►

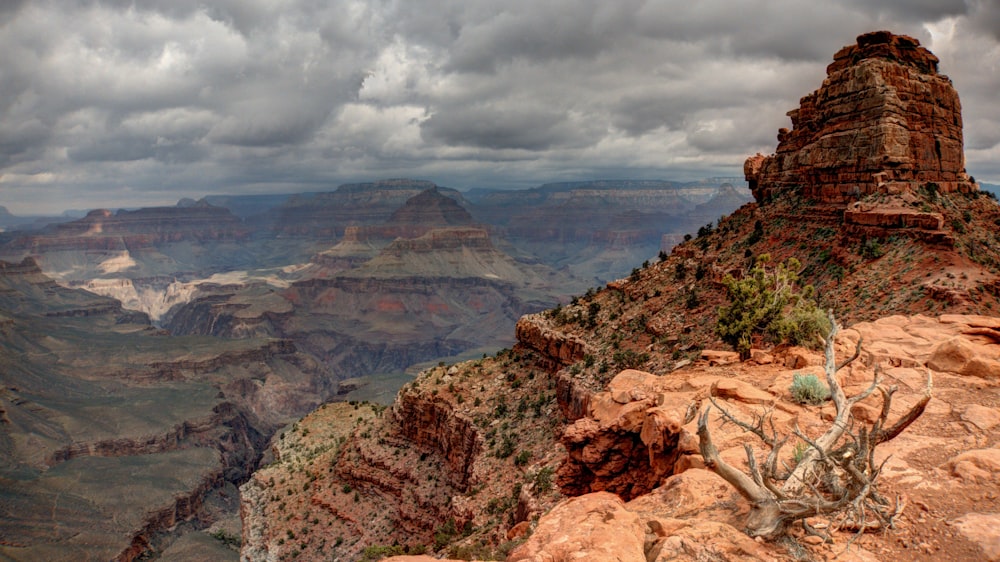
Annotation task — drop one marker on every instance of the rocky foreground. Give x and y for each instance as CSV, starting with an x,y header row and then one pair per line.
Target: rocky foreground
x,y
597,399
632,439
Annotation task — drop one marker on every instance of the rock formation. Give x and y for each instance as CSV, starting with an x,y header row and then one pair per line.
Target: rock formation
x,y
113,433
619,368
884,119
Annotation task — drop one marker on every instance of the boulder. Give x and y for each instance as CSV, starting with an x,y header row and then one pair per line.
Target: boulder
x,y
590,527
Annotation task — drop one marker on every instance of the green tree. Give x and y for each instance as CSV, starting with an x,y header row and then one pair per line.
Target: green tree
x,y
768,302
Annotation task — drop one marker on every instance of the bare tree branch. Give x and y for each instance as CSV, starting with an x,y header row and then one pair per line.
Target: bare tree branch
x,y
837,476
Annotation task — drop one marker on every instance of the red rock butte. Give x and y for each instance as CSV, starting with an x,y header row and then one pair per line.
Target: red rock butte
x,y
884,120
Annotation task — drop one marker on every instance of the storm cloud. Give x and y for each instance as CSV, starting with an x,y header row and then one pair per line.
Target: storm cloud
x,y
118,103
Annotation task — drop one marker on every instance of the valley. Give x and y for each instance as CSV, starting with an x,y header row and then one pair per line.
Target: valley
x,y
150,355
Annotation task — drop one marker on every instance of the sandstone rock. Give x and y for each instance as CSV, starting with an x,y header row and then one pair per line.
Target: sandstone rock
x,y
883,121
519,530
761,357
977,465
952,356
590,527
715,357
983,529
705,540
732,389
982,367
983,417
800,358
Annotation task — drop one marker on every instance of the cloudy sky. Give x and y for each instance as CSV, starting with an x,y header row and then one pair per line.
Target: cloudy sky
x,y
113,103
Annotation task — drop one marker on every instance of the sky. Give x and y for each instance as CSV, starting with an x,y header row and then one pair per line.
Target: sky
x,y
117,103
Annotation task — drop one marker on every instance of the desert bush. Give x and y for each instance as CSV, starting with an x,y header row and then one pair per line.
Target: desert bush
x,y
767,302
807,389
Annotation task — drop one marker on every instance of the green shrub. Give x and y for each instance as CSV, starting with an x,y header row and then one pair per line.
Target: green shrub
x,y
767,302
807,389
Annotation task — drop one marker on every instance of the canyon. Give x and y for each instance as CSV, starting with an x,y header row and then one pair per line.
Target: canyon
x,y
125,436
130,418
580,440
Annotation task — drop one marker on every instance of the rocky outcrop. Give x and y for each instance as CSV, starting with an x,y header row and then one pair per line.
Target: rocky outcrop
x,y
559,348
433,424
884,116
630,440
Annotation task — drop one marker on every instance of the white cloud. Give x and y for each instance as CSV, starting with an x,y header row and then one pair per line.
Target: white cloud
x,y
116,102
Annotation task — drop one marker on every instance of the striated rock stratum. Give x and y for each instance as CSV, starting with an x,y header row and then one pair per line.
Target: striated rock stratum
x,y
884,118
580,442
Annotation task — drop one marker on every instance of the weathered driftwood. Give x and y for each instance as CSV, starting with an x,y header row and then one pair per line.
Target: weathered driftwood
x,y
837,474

◄
►

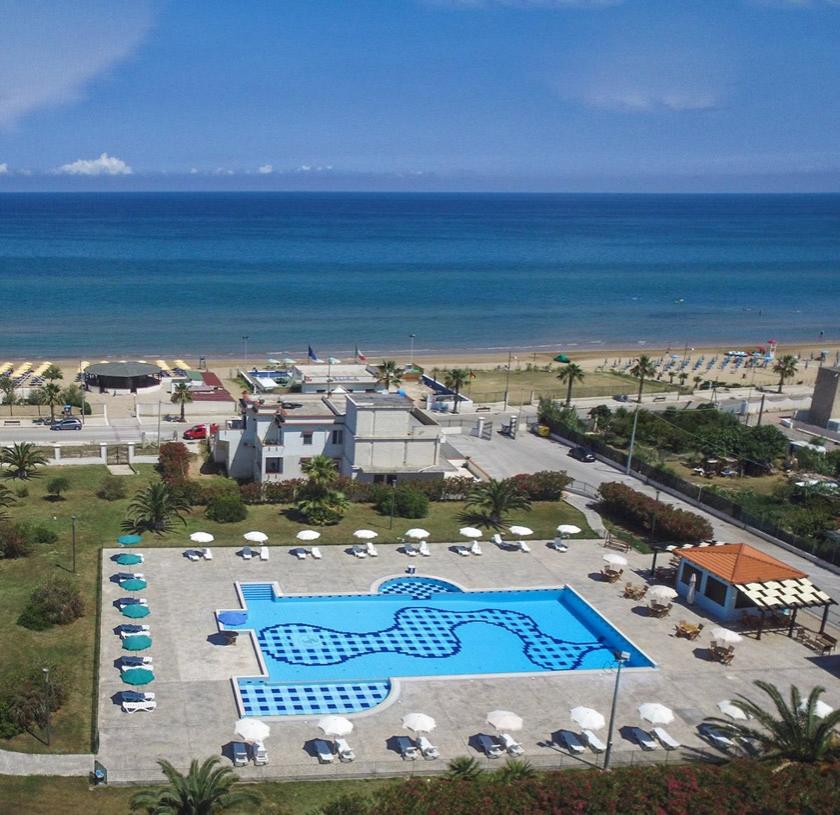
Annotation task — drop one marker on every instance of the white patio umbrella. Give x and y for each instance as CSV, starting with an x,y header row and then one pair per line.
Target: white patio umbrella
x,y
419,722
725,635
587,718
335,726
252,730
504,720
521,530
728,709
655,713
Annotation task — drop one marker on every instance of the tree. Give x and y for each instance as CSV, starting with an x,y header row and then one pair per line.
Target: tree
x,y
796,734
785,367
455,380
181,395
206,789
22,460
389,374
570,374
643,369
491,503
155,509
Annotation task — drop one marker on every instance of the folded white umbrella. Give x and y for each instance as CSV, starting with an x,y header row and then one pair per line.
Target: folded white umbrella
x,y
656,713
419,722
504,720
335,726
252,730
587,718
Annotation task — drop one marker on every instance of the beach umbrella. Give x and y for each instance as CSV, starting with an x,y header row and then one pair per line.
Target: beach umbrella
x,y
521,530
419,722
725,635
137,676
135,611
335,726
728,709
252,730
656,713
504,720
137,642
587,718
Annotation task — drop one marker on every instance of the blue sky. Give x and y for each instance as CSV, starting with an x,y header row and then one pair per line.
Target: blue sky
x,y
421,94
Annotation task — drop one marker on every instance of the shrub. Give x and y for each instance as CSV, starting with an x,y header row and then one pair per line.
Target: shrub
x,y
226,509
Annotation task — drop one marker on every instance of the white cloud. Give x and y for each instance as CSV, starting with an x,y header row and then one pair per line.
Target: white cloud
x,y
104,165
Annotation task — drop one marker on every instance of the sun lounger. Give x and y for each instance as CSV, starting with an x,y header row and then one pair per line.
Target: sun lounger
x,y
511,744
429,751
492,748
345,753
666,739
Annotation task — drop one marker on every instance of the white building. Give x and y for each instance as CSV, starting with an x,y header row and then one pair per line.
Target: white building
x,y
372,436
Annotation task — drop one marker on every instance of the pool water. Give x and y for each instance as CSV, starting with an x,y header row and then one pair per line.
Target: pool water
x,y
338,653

◄
►

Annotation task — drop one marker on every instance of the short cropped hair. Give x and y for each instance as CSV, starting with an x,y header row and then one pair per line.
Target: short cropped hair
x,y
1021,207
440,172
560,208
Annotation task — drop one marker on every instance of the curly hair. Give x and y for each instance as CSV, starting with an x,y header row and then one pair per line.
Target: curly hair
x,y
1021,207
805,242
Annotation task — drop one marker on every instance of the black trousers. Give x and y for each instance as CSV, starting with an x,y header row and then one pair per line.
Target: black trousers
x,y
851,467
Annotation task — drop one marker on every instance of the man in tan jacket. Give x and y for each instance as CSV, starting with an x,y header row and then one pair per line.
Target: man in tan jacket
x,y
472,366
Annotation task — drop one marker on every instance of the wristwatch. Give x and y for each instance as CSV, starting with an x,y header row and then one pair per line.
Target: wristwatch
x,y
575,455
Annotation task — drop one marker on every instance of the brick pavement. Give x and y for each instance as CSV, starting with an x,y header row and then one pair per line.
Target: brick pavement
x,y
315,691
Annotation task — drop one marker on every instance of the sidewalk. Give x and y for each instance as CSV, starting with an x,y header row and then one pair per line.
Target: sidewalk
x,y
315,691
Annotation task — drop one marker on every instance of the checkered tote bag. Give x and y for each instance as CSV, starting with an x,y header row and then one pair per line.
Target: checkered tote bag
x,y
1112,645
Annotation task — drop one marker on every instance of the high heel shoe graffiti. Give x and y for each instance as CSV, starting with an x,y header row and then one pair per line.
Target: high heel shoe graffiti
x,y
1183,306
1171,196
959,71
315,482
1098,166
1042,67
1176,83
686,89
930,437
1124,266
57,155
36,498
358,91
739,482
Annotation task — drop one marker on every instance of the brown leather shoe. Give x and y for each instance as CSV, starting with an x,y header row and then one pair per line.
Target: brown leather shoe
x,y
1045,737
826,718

◄

How many of the lines above contain the word "weathered"? Reply with the number alone.

2